TEXT BLOCK:

--------

If you really wanted to be thorough, pal Bob Bly reminded me, you could even make the results a little richer by adding:

"... by __________(what method)___________?"

To the end of the same phrase.

And this, is it.

Your USP (unique selling point) worksheet.
If you haven't done this for a product you're trying to market, then stop and do so right away.

I'll wait.

Why is this so worthwhile?
Because, my friend, it's whe
re marketing online & offline begins.

What you're looking for is a line that describes a big benefit your product offers... for an audience that wants it... in a way no other product can.

"Yah, yah... blah, blah, blah. Enough with the lectures already," you say.

No really. If you can't fill in this line, don't bother trying to sell. Seriously.

Online or off, if you can't find an advantage your product has over all others... with a benefit that's going to appeal specifically to your target audience... you're running up a greased hill.

As long as there have been breakthrough headlines on space ads, in radio commercials, on television... there has been the U.S.P.

Just so you appreciate the gravity of this point, a
little history I don't believe I shared with you before. Maybe after this, you'll appreciate the importance of working out your USP.

A LITTLE HISTORY LESSON ON HOW TO SELL

The term itself first surfaced, officially, in 1961.
Ad legend Rosser Reeves first wrote about it in his book, "Reality in Advertising."

(Okay, advertising historians... I know there are some of you out there... is there an even earlier reference? If so, let me know and we'll let people know in a later issue.)

1961. That's a solid ten years before the first email was sent by military scientist Ray Tomlinson... and
a full thirty years before Tim Berners-Lee invented the World Wide Web.

So how could such a dinosaur of an idea POSSIBLY have anything to do with successful selling online?

After all, it's a whole new ballgame... isn't it?

Nope. Sorry Elmo.

Even online, you STILL need a strong and definitive USP at the core of every well-written marketing strategy. It's the soul of every great product. And the rhythm-keeper for every great ad.

But most importantly...

--------

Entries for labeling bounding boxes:

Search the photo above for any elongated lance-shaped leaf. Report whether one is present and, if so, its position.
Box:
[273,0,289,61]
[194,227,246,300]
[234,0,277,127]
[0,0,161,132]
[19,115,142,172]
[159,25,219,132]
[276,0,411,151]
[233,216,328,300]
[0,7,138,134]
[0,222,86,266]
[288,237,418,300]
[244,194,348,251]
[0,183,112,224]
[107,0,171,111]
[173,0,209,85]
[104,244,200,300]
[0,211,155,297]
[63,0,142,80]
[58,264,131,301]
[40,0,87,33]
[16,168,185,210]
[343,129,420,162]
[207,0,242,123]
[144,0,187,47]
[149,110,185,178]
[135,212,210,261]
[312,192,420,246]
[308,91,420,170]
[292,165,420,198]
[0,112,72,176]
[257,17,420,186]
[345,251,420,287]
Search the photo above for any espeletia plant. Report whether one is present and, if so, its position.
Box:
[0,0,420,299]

--------

REQUIREMENT 1: Collect every line of the entries that contains the word "Search", matching its case exactly.
REQUIREMENT 2: Pick up the passage on the unique selling point where it stops, and write what comes next.

ANSWER 1:
Search the photo above for any elongated lance-shaped leaf. Report whether one is present and, if so, its position.
Search the photo above for any espeletia plant. Report whether one is present and, if so, its position.

ANSWER 2:
It's in the USP that you figure out how to unify the biggest benefit of your product with your customer's
strongest core desire. You can see why, in these annals of direct-response marketing, we keep hitting this thing so hard.

Too many businesses, said Reeves back in 1961, flop because they fail to create a well-defined USP.

Press the fast forward button and you could say
exactly the same about the web businesses that
vaporized during the Dotcom collapse of the late
1990s.

Too many of them had no well-defined USP. So, no
matter how much market moolah they threw at their
problems, ultimately they flopped.

CHOCOLATE, MINTS, AND TOOTHPASTE

Reeves, by the way, is the copywriter who wrote, "the only chocolate candy that melts in your mouth, not in your hands" -- which helped make M&Ms the most popular chocolate candy in the world. It's pure USP.

Reeves also wrote the USPs for Wonder Bread ("Wonder Bread helps build strong bodies in eight ways")... for Certs ("Certs breath mints with a magic drop of retsyn")... for Colgate toothpaste ("Colgate cleans your breath, while it cleans your teeth")... Rolaids antacid ("How do you spell relief? R-O-L-A-I-D-S")... and Viceroy cigarettes ("Only Viceroy gives you 20,000 filter traps in every filter")... just to name a few.

Just by nailing the USP, he built some of the most popular products in the history of advertising.

In the time since, nothing has changed.

Without a compelling USP, you won't be able to write the web copy we're going to create in the remaining four installments of this course.

Bet, once you have the line we created earlier... and that we're revisiting now... you'll have ample resource to twist it and turn it into all kinds of webpage headlines... teaser ad taglines... banner ads... story ideas for e-zines... and plenty more.

Once you've nailed down the USP, the rest of the ideas you'll need for writing copy will flow like water.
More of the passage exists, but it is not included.